• [Exercise text]:
▼

Front. Cell. Infect. Microbiol., 22 January 2020
Sec. Clinical Microbiology
This article is part of the Research Topic Combating Antimicrobial Resistance - A One Health Approach View all 26 articles

Editorial: Combating Antimicrobial Resistance - A One Health Approach

\nGhassan M. Matar
Ghassan M. Matar1*Antoine AndremontAntoine Andremont2Wael BazziWael Bazzi1
  • 1Department of Experimental Pathology, Immunology and Microbiology, Center for Infectious Diseases Research (CIDR) and WHO Collaborating Center for Reference and Research on Bacterial Pathogens, Faculty of Medicine, American University of Beirut, Beirut, Lebanon
  • 2Paris Diderot University Medical School, Paris, France

Antimicrobial resistance (AMR) is a life threatening and a very serious global health problem. There is an increasing alarming concern regarding the emergence of multi-drug resistant (MDR) superbugs. Infections emerging from such pathogens are in most cases unresponsive to treatment with few, if any, antimicrobial agents currently available and effective. This issue is causing the development of two eras, a pre-antimicrobial agent era and raises concerns regarding a post-antimicrobial agent era, where the last resort antimicrobial agents are not potent to treat infections caused by Gram-positive and Gram-negative MDR strains.

▲

• [Questions to answer]:
**1)** Revise the editorial on antimicrobial resistance from the words "Antimicrobial resistance (AMR)" through the words "Gram-negative MDR strains.", putting "resistant microbes" in place of "superbugs".
**2)** Summarize the editorial on antimicrobial resistance in two sentences.
**3)** Carry on the editorial on antimicrobial resistance from its final sentence.

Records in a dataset
▼

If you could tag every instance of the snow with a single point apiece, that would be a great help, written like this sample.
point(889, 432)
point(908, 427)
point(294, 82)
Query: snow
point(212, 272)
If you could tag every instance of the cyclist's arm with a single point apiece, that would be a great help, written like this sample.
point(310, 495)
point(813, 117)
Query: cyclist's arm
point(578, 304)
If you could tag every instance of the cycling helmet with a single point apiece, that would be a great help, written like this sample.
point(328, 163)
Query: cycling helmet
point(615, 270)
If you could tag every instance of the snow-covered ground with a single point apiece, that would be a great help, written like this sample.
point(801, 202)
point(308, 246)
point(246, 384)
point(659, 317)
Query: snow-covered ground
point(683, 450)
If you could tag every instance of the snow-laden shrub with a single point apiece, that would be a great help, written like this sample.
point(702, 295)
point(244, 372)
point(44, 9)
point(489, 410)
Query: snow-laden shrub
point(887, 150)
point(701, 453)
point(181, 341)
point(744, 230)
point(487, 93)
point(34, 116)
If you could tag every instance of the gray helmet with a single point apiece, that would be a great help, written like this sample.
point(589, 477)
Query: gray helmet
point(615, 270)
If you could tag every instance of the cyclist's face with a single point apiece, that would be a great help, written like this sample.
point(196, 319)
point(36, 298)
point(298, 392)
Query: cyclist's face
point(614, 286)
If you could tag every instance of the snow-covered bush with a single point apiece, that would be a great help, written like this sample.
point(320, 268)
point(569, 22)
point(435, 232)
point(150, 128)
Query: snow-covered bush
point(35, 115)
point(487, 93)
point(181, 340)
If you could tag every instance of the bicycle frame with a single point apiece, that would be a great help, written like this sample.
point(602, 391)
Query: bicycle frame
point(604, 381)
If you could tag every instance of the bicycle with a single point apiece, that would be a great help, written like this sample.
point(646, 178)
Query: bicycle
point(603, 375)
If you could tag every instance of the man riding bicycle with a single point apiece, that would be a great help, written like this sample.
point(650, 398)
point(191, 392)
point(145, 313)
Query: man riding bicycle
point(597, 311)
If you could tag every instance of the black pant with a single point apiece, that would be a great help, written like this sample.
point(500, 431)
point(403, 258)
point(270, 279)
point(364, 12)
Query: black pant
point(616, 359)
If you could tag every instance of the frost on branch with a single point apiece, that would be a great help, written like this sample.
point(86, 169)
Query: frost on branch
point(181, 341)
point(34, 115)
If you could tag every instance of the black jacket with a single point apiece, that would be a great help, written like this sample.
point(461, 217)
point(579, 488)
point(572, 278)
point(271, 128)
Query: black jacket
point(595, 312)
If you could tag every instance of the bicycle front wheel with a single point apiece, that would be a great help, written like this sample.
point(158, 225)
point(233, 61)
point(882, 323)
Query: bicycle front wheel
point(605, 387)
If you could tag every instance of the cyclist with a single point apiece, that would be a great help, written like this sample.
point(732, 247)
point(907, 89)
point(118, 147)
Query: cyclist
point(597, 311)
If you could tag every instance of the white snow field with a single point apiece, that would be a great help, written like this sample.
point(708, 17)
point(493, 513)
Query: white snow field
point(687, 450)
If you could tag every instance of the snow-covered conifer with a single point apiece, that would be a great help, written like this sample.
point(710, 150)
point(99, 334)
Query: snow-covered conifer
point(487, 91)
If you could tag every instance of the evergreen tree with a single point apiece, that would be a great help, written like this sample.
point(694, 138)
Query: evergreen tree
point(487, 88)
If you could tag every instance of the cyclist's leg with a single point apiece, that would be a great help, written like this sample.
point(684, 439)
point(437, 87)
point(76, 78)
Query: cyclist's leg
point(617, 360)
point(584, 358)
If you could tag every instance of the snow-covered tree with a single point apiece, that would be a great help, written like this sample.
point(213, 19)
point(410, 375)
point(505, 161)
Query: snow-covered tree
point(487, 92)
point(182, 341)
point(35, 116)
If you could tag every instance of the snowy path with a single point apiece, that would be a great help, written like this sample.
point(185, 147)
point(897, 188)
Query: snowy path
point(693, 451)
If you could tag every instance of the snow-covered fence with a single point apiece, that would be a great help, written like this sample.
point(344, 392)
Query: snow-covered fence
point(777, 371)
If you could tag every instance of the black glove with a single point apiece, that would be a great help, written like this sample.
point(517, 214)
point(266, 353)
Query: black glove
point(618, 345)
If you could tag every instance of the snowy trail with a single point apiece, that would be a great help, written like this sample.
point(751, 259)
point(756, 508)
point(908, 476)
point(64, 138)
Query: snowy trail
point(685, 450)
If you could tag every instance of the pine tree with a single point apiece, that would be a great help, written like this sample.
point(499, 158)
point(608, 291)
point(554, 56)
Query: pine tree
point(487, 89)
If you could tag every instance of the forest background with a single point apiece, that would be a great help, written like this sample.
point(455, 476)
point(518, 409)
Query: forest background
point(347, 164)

▲

• [Answers for the exercise]:
**1)**
Antimicrobial resistance (AMR) is a life threatening and a very serious global health problem. There is an increasing alarming concern regarding the emergence of multi-drug resistant (MDR) resistant microbes. Infections emerging from such pathogens are in most cases unresponsive to treatment with few, if any, antimicrobial agents currently available and effective. This issue is causing the development of two eras, a pre-antimicrobial agent era and raises concerns regarding a post-antimicrobial agent era, where the last resort antimicrobial agents are not potent to treat infections caused by Gram-positive and Gram-negative MDR strains.

**2)** Antimicrobial resistance is a serious, life-threatening global health problem, and concern is growing about multi-drug resistant superbugs whose infections often respond to few, if any, available antimicrobial agents. This raises fears of a post-antimicrobial agent era in which last-resort agents cannot treat infections caused by Gram-positive and Gram-negative MDR strains.

**3)**
Given the complexity of the AMR challenge at the level of human and animal health, in addition to the impact on the environment, it seems very important to stress and emphasize the role of a “One Health” approach in tackling the problem of AMR. Therefore, unifying efforts to combat and overcome this alarming issue requires a many-sided approach. The key points of this mission are mainly highlighted in three major tasks, understanding the bacterial resistance mechanisms, in addition to the utilization of combinatorial therapeutic approaches for potential clinical options, and the discovery of novel antimicrobial agents and/or targets.

The Research Topic entitled: “Combating Antimicrobial Resistance—A One Health Approach” harbors 25 published manuscripts that include 197 authors, scientists and researchers from worldwide renowned institutions and research centers. These manuscripts mainly focus on understanding the mechanisms of resistance in Gram-positive and Gram-negative MDR strains, address combination antimicrobial therapy as a potential treatment against Gram-positive and Gram-negative bacilli, and the discovery of novel antimicrobial agents with potential novel targets or new mode of actions.

To understand the mechanisms of resistance in Gram-positive and Gram-negative MDR strains, the Research Topic consists of 13 outstanding manuscripts, reviews, and original research articles that aim to elucidate novel mechanisms of resistance in different MDR strains and widen our knowledge to further understand how Gram-positive and Gram-negative bacteria combat antimicrobial agents.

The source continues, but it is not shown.